# Task description
Reproduce every line of the listing below exactly.

<<<<

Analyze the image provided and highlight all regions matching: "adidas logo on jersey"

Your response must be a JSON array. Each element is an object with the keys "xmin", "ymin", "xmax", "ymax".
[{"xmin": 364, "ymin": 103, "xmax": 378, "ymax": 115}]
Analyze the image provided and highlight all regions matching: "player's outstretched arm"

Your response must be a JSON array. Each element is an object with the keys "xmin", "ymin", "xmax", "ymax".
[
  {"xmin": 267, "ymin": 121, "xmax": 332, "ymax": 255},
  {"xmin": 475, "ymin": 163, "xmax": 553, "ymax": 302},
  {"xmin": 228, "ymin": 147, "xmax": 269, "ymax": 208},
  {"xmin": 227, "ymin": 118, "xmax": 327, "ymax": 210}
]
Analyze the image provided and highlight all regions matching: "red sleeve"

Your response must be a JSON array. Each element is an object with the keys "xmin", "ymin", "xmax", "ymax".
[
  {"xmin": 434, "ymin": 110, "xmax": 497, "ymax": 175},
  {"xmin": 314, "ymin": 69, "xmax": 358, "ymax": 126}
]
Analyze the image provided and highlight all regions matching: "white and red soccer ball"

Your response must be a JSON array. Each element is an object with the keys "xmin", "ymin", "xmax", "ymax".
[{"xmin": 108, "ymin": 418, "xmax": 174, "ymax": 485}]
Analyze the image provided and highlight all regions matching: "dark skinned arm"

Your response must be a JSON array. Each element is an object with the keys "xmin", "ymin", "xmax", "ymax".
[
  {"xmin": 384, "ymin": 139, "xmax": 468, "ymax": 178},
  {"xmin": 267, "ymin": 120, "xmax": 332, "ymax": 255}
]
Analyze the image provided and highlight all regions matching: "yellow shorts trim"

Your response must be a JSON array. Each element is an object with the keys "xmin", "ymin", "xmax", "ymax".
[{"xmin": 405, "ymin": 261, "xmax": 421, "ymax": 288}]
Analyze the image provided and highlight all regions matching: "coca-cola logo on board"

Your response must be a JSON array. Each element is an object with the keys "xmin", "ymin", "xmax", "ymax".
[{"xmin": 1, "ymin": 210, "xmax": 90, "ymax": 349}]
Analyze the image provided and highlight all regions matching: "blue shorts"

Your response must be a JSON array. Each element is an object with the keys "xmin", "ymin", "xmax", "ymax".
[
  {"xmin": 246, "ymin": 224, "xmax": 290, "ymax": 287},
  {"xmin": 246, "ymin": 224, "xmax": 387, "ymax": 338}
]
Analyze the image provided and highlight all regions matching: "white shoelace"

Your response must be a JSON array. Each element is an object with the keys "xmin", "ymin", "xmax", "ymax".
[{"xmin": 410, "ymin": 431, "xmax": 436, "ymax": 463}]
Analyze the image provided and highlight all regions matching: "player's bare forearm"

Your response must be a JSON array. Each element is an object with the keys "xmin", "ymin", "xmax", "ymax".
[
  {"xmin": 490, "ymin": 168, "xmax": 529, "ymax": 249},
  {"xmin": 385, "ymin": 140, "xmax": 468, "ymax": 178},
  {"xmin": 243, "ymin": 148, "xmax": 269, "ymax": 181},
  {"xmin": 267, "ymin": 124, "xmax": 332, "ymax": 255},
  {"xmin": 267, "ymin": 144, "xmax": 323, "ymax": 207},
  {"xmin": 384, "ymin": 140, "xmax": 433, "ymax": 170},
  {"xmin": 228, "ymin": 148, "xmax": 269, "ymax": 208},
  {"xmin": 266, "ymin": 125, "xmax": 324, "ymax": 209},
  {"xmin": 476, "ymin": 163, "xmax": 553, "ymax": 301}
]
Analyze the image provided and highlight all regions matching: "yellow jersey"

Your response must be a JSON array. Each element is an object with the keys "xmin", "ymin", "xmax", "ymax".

>>>>

# Expected answer
Analyze the image provided and highlight all regions matching: "adidas logo on jersey"

Your response must be a JSON array. Each element is an object with the keys "xmin", "ymin", "xmax", "ymax".
[{"xmin": 364, "ymin": 103, "xmax": 378, "ymax": 115}]
Analyze the image provided and highlight all regions matching: "player's outstretched arm"

Your response must be a JSON array. Each element is an object with the keys "xmin", "ymin", "xmax", "ymax".
[
  {"xmin": 267, "ymin": 121, "xmax": 332, "ymax": 255},
  {"xmin": 475, "ymin": 163, "xmax": 553, "ymax": 302},
  {"xmin": 228, "ymin": 147, "xmax": 269, "ymax": 208},
  {"xmin": 227, "ymin": 118, "xmax": 327, "ymax": 210}
]
Analyze the image provided and highlight all regions matching: "red sleeve"

Your response must be a JSON array. Each element is an object with the keys "xmin", "ymin", "xmax", "ymax".
[
  {"xmin": 434, "ymin": 110, "xmax": 497, "ymax": 175},
  {"xmin": 314, "ymin": 69, "xmax": 358, "ymax": 126}
]
Analyze the image provided and highlight all regions matching: "white and red soccer ball"

Your response must be a JSON array. Each element is an object with the keys "xmin", "ymin", "xmax", "ymax".
[{"xmin": 108, "ymin": 418, "xmax": 174, "ymax": 485}]
Analyze the image provided and highlight all regions matching: "dark skinned arm"

Your response must be a JSON array. Each element is an object with the keys "xmin", "ymin", "xmax", "ymax".
[
  {"xmin": 384, "ymin": 139, "xmax": 468, "ymax": 178},
  {"xmin": 267, "ymin": 120, "xmax": 332, "ymax": 255}
]
Analyze the image provided and highlight all regions matching: "yellow shorts trim"

Your response must be a JSON array. Each element is an object with the keys "xmin", "ymin", "xmax", "ymax".
[{"xmin": 405, "ymin": 261, "xmax": 421, "ymax": 288}]
Analyze the image provided and highlight all regions matching: "coca-cola logo on board"

Your response must be a JSON array. Each element is an object with the keys "xmin", "ymin", "xmax", "ymax".
[{"xmin": 1, "ymin": 210, "xmax": 90, "ymax": 349}]
Analyze the image provided and highlight all regions matching: "blue shorts"

Your response must be a JSON array. Each element is an object with the keys "xmin", "ymin", "xmax", "ymax".
[
  {"xmin": 246, "ymin": 224, "xmax": 290, "ymax": 287},
  {"xmin": 246, "ymin": 224, "xmax": 387, "ymax": 338}
]
Analyze the image provided and highlight all regions matching: "white shoelace"

Your response must be a JSON array. Each element is an object with the keys "xmin", "ymin", "xmax", "ymax".
[{"xmin": 410, "ymin": 431, "xmax": 436, "ymax": 463}]
Analyze the image provided and highlight all regions matching: "player's bare forearm"

Your response must be a JSON array. Each element is an object with the keys "xmin", "ymin", "xmax", "ymax".
[
  {"xmin": 490, "ymin": 168, "xmax": 529, "ymax": 249},
  {"xmin": 385, "ymin": 140, "xmax": 468, "ymax": 178},
  {"xmin": 243, "ymin": 148, "xmax": 269, "ymax": 181},
  {"xmin": 267, "ymin": 124, "xmax": 332, "ymax": 255},
  {"xmin": 267, "ymin": 144, "xmax": 323, "ymax": 207},
  {"xmin": 384, "ymin": 140, "xmax": 433, "ymax": 170},
  {"xmin": 228, "ymin": 148, "xmax": 269, "ymax": 208},
  {"xmin": 266, "ymin": 125, "xmax": 324, "ymax": 209},
  {"xmin": 476, "ymin": 163, "xmax": 553, "ymax": 301}
]
Analyze the image provided and highlight all regions matching: "yellow jersey"

Your response must be a JSON array. Each element is an object with the keys "xmin", "ymin", "xmax", "ymax".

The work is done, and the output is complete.